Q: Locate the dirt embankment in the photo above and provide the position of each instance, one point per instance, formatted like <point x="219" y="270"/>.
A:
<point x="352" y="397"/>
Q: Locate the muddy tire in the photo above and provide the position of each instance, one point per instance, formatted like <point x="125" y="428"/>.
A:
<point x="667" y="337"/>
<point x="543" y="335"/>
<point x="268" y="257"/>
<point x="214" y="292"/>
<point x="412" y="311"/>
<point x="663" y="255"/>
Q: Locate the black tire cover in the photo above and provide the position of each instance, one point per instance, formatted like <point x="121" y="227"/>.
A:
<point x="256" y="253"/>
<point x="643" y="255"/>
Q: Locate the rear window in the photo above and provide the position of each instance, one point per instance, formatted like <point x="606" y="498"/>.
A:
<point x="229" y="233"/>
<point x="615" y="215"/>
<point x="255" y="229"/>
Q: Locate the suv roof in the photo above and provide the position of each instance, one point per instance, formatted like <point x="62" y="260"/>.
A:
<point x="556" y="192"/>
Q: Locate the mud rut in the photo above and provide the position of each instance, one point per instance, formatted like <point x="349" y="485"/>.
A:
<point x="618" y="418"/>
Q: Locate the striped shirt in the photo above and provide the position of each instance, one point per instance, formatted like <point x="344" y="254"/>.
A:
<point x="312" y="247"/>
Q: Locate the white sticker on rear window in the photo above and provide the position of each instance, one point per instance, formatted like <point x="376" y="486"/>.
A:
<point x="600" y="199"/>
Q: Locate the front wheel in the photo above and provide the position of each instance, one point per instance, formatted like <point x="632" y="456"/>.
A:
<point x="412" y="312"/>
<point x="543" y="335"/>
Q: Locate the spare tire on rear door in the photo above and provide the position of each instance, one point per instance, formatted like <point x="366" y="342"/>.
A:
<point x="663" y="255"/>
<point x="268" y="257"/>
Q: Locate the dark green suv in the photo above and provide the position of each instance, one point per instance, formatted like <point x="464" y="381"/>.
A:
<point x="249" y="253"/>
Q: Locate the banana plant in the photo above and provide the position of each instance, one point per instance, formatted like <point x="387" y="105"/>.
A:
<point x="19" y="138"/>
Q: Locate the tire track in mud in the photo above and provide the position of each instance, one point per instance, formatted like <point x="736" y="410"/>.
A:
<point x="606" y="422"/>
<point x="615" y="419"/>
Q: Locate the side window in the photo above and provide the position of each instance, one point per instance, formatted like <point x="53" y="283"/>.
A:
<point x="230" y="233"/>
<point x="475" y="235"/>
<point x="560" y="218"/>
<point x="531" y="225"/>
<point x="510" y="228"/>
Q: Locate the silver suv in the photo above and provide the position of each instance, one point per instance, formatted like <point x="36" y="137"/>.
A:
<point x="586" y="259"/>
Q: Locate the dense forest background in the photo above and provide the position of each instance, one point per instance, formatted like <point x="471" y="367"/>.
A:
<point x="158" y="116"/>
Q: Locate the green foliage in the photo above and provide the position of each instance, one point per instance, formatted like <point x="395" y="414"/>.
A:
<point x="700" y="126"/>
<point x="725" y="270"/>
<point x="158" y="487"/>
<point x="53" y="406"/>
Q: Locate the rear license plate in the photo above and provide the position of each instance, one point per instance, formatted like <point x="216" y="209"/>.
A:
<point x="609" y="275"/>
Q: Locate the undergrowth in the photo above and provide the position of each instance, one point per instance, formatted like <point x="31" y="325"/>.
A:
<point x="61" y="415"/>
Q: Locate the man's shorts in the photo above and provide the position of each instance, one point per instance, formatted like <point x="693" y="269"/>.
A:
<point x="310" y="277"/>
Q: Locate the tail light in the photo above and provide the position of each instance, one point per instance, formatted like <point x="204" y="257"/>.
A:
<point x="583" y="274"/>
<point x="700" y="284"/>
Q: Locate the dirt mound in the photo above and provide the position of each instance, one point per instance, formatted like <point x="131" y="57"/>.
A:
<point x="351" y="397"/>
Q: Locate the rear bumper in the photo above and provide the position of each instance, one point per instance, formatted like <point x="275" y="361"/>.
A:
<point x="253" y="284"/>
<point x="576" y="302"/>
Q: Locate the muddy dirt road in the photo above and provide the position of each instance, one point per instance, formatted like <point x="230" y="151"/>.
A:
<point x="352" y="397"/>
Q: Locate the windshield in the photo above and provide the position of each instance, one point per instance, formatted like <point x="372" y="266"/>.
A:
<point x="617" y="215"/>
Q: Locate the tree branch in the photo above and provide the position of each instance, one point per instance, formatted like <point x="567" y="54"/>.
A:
# # # # #
Repeat all of the data exactly. Include every line.

== Response to this task ==
Q: Locate the dirt embankment in the photo above and provide the position of each instance, one point per instance, formatted like <point x="219" y="270"/>.
A:
<point x="352" y="397"/>
Q: Locate the muddy tire in the photo above and provide the position of each instance, one point per instance, formatted like <point x="125" y="428"/>.
A:
<point x="667" y="337"/>
<point x="543" y="335"/>
<point x="268" y="257"/>
<point x="214" y="292"/>
<point x="412" y="311"/>
<point x="663" y="255"/>
Q: Locate the black tire cover in the photo above and provide the position of each instance, one point per instance, formatted like <point x="121" y="227"/>.
A:
<point x="256" y="253"/>
<point x="643" y="255"/>
Q: Locate the rear window in the photo above and provide the position of each instance, one point per instance, formatted like <point x="606" y="498"/>.
A:
<point x="229" y="233"/>
<point x="615" y="215"/>
<point x="255" y="229"/>
Q: Locate the suv roof in the photo above and provide the position of each instance, one point per instance, formatted like <point x="62" y="260"/>.
A:
<point x="556" y="192"/>
Q: Locate the mud rut in the photo above and provide the position of each instance, one point per instance, formatted like <point x="349" y="485"/>.
A:
<point x="618" y="418"/>
Q: Locate the striped shirt in the photo above and provide the position of each instance, one point per instance, formatted like <point x="344" y="254"/>.
A:
<point x="312" y="247"/>
Q: Locate the white sticker on rear window in the photo above and provide the position of each instance, one point per instance, formatted like <point x="376" y="486"/>.
A:
<point x="600" y="199"/>
Q: Locate the front wheel in the photo above and provide the position of each instance, one point per instance, formatted like <point x="632" y="456"/>.
A:
<point x="412" y="312"/>
<point x="543" y="335"/>
Q: Locate the spare tire on rear door in the photo above and provide the position of each instance, one point per instance, formatted like <point x="366" y="342"/>.
A:
<point x="663" y="255"/>
<point x="268" y="257"/>
Q: Locate the dark green suv in the photo above and provide the position of each instance, one point per instance, formatted like <point x="464" y="381"/>.
A:
<point x="249" y="253"/>
Q: Locate the banana plant in the photo above and provide the position of each instance, one point per instance, formatted like <point x="387" y="105"/>.
A:
<point x="19" y="138"/>
Q: Locate the tire track in mud in the photo above and provide the position of each instance, one point per instance, formatted like <point x="736" y="410"/>.
A:
<point x="606" y="422"/>
<point x="615" y="419"/>
Q: Locate the side window in the photo above and provide the position of each instance, one point per instance, formatted like <point x="53" y="283"/>.
A:
<point x="230" y="233"/>
<point x="475" y="235"/>
<point x="560" y="218"/>
<point x="531" y="225"/>
<point x="510" y="228"/>
Q: Locate the silver suv in the photo above and provide the position of each instance, one point per instance, formatted like <point x="36" y="137"/>.
A:
<point x="586" y="259"/>
Q: Locate the dense forest background in the photo above and provide the position of each instance, one point per instance, formatted like <point x="471" y="367"/>.
A:
<point x="158" y="116"/>
Q: Locate the green foliage in the photo above and provide the position of each instance, one point per instance, formatted like <point x="395" y="414"/>.
A:
<point x="700" y="126"/>
<point x="725" y="270"/>
<point x="158" y="487"/>
<point x="53" y="406"/>
Q: Locate the rear license plate in the photo above and provide the position of each instance, one point per instance, formatted like <point x="216" y="209"/>.
A:
<point x="609" y="275"/>
Q: Locate the undergrowth in the photo above and provide the position of each instance, one point per instance, formatted like <point x="31" y="325"/>.
A:
<point x="61" y="415"/>
Q: Locate the man's shorts in the photo above and provide the position of each instance, one point per instance, formatted like <point x="693" y="269"/>.
A:
<point x="310" y="277"/>
Q: Locate the tail light in the photo above and provide the position of each instance, one point per instance, formatted like <point x="204" y="257"/>.
A:
<point x="583" y="274"/>
<point x="700" y="284"/>
Q: Locate the dirt mound in the photo above and provide the position of each instance, one point per instance, formatted like <point x="131" y="57"/>.
A:
<point x="351" y="397"/>
Q: Locate the rear bumper in the photo above and provide the position of each instance, one point per instance, formatted like <point x="275" y="361"/>.
A:
<point x="253" y="284"/>
<point x="576" y="302"/>
Q: Locate the muddy dirt road in the photo above and provide the position of each instance, one point per instance, formatted like <point x="230" y="151"/>.
A:
<point x="352" y="397"/>
Q: Locate the windshield in the photo above and provide the position of each instance, one point per instance, formatted like <point x="372" y="266"/>.
A:
<point x="617" y="215"/>
Q: Locate the tree branch in the photo above and provide the position of each instance, one point per instance, formatted like <point x="567" y="54"/>.
A:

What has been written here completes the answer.